*ЗАДАНИЕ A*.
Воспроизведите целиком, слово в слово, текст о «Записках о войне» Слуцкого.

======== ДОКУМЕНТ ========

Полный вдох свободы — еще несвободного, еще скованного догмами человека. В 70-е годы Слуцкий сформулирует: «Я был либералом. При этом — гнилым. Я был совершенно гнилым либералом». В 1944-м, 1945-м такая характеристика показалась бы ему оскорблением. Тогда он ощущал себя «якобинцем XX века», «харьковским робеспьеристом». Его Робеспьером был Сталин.
Автор «Записок…» еще не уверен, будет ли он поэтом. Сможет ли он увиденное «заковать в ямбы». Он понимает себя действующим политиком, равновеликим Черчиллю, Тито… Сталину. (В позднем, «послекультовом», стихотворении Слуцкий напишет об этом самоощущении: «И я верил, что Сталин похож на меня, только лучше, умнее и больше…») Вот это-то ощущение равновеликости политиков и рядовых участников политики делало «Записки о войне» при всей их «ортодоксальности» — абсолютно непечатабельными.
Странное они производят впечатление. Написанные по горячим следам, они — «литературны». В них ощущается замах на нечто большее, чем дневник или репортаж. Литературность «Записок…» угадывается в их парадоксальной традиционности. Угадываются литературные предшественники: «Фронт» Ларисы Рейснер, «Конармия» Бабеля. «Орнаментальная» проза 20-х годов, из которой выброшены все «орнаментализмы». Оставлена только ритмическая организация текста и интонация — спокойным, деловым тоном о жестоких и страшных вещах. Слуцкий, разумеется, не мог знать, как «работал» с бабелевским текстом Варлам Шаламов («Я вычеркивал все его „пожары, веселые как воскресенье“, — рассказы оставались живыми»), но его принцип работы в этой традиции, в традиции этой прозы, был точно таким же. «Отжать» всю пышную роскошь эпитетов и метафор. Слуцкий пишет, что до войны раз пятнадцать прочел сборник рассказов Бабеля. Следы этого чтения в «Записках о войне» полемичны. Бабелевский Лютов, alter ego Бабеля, лирический, если можно так выразиться, герой «Конармии», — очкарик, интеллигент, примкнувший к революции; его несет стихия народного бунта. Лирический герой «Записок о войне» Слуцкого и его ранних баллад — интеллигент, руководящий народным бунтом, организованным в регулярную армию. Это был не момент истины — момент заблуждения. Но энергия этого заблуждения позволила разгромить тоталитаризм «справа» — фашизм — и впоследствии не позволила примкнуть к тоталитаризму «слева» в самом бесчеловечном его «изводе» — к сталинизму.

========

*ЗАДАНИЕ B*.
Перепишите нумерованным списком, без пустых строк, отрывок из строк ниже: от строки с «Annotation task: In the image below, draw» до строки с «[[0, 183, 206, 300], [0, 132, 88, 216]]» включительно.

======== ИСХОДНЫЕ ДАННЫЕ ========

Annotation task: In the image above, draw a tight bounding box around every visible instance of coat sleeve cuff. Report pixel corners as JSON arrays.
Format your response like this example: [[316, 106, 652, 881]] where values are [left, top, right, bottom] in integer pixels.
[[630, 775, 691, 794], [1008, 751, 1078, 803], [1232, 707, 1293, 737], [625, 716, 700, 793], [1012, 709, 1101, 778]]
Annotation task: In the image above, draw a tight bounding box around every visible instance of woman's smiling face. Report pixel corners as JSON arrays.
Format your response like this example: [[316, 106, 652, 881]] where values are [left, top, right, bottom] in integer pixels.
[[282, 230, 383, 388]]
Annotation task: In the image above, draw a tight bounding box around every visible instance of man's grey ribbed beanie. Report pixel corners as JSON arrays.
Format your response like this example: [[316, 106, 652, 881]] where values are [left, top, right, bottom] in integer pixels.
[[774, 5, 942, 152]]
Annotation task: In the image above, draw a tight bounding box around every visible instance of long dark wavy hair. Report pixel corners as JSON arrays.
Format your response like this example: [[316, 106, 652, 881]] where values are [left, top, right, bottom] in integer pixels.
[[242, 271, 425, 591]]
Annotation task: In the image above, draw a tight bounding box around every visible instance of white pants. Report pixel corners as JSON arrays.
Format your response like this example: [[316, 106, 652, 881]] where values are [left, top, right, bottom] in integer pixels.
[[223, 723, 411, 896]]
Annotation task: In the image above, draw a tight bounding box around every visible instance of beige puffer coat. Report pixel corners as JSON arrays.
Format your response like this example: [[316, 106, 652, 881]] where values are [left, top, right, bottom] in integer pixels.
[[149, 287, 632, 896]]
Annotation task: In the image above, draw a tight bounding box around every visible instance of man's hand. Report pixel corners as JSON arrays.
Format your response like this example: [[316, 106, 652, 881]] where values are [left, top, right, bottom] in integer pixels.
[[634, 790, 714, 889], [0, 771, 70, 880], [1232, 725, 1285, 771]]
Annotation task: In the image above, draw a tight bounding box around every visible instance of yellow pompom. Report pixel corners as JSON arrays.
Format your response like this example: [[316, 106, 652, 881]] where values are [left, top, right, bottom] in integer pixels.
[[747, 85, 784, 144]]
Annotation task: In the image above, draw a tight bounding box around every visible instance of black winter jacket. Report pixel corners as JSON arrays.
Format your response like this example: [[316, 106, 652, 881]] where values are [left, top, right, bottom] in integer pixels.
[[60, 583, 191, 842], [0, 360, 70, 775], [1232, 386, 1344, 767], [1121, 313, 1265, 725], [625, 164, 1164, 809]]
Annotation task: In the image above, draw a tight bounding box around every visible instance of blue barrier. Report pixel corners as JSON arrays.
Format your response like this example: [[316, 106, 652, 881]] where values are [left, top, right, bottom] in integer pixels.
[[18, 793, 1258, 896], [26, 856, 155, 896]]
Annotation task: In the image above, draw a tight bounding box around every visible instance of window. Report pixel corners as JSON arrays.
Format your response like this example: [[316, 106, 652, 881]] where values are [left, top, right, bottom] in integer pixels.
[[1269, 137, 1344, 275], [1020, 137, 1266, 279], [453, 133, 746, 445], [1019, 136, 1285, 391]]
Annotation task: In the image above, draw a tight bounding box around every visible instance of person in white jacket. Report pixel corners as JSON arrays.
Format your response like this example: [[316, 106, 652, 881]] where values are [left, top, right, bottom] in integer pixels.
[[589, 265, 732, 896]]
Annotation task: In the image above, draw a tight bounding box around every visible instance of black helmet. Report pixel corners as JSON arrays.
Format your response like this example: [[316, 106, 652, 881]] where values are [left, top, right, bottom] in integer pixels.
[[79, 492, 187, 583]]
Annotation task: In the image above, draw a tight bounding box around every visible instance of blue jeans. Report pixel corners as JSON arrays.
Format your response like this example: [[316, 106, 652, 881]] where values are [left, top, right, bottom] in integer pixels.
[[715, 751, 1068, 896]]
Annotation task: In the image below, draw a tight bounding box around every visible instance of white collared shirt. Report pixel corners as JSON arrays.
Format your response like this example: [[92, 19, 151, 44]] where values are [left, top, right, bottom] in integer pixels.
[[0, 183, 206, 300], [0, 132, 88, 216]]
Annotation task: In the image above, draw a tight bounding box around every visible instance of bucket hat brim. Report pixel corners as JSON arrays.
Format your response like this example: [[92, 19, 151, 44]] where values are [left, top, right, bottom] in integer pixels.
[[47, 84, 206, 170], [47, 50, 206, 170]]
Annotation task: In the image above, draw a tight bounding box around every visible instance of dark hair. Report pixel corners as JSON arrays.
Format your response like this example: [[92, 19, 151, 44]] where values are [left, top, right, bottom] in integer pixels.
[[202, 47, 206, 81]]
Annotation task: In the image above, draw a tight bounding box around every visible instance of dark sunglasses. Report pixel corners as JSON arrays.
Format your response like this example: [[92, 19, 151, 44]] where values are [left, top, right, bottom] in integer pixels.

========

*ИТОГОВЫЙ ОТВЕТ A*.
Полный вдох свободы — еще несвободного, еще скованного догмами человека. В 70-е годы Слуцкий сформулирует: «Я был либералом. При этом — гнилым. Я был совершенно гнилым либералом». В 1944-м, 1945-м такая характеристика показалась бы ему оскорблением. Тогда он ощущал себя «якобинцем XX века», «харьковским робеспьеристом». Его Робеспьером был Сталин.
Автор «Записок…» еще не уверен, будет ли он поэтом. Сможет ли он увиденное «заковать в ямбы». Он понимает себя действующим политиком, равновеликим Черчиллю, Тито… Сталину. (В позднем, «послекультовом», стихотворении Слуцкий напишет об этом самоощущении: «И я верил, что Сталин похож на меня, только лучше, умнее и больше…») Вот это-то ощущение равновеликости политиков и рядовых участников политики делало «Записки о войне» при всей их «ортодоксальности» — абсолютно непечатабельными.
Странное они производят впечатление. Написанные по горячим следам, они — «литературны». В них ощущается замах на нечто большее, чем дневник или репортаж. Литературность «Записок…» угадывается в их парадоксальной традиционности. Угадываются литературные предшественники: «Фронт» Ларисы Рейснер, «Конармия» Бабеля. «Орнаментальная» проза 20-х годов, из которой выброшены все «орнаментализмы». Оставлена только ритмическая организация текста и интонация — спокойным, деловым тоном о жестоких и страшных вещах. Слуцкий, разумеется, не мог знать, как «работал» с бабелевским текстом Варлам Шаламов («Я вычеркивал все его „пожары, веселые как воскресенье“, — рассказы оставались живыми»), но его принцип работы в этой традиции, в традиции этой прозы, был точно таким же. «Отжать» всю пышную роскошь эпитетов и метафор. Слуцкий пишет, что до войны раз пятнадцать прочел сборник рассказов Бабеля. Следы этого чтения в «Записках о войне» полемичны. Бабелевский Лютов, alter ego Бабеля, лирический, если можно так выразиться, герой «Конармии», — очкарик, интеллигент, примкнувший к революции; его несет стихия народного бунта. Лирический герой «Записок о войне» Слуцкого и его ранних баллад — интеллигент, руководящий народным бунтом, организованным в регулярную армию. Это был не момент истины — момент заблуждения. Но энергия этого заблуждения позволила разгромить тоталитаризм «справа» — фашизм — и впоследствии не позволила примкнуть к тоталитаризму «слева» в самом бесчеловечном его «изводе» — к сталинизму.

*ИТОГОВЫЙ ОТВЕТ B*.
1. Annotation task: In the image below, draw a tight bounding box around every visible instance of white collared shirt. Report pixel corners as JSON arrays.
2. Format your response like this example: [[92, 19, 151, 44]] where values are [left, top, right, bottom] in integer pixels.
3. [[0, 183, 206, 300], [0, 132, 88, 216]]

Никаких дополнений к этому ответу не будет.